• _Extracted entries_
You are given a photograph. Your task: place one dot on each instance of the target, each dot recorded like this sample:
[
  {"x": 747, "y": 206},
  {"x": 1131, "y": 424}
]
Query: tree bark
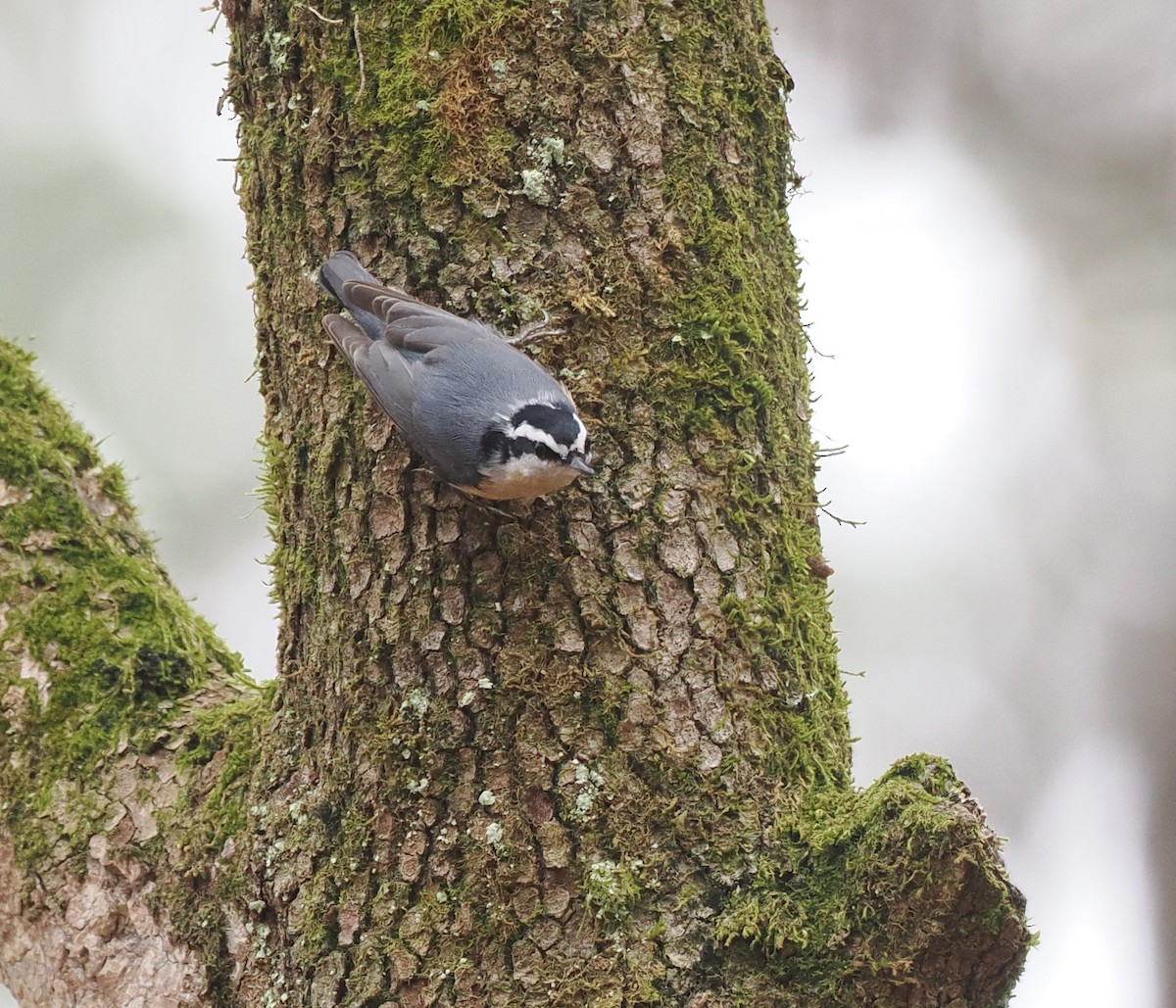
[{"x": 589, "y": 750}]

• _Request_
Rewrite the listing above, changing every "dot" to "marker" and leaving all else unchanged. Omit the pictures from your answer.

• _Written solution_
You are given a photograph. Your task: place one marker on each instance of the target, each marker recorded like this sample:
[
  {"x": 747, "y": 206},
  {"x": 1131, "y": 424}
]
Query: tree bark
[{"x": 589, "y": 750}]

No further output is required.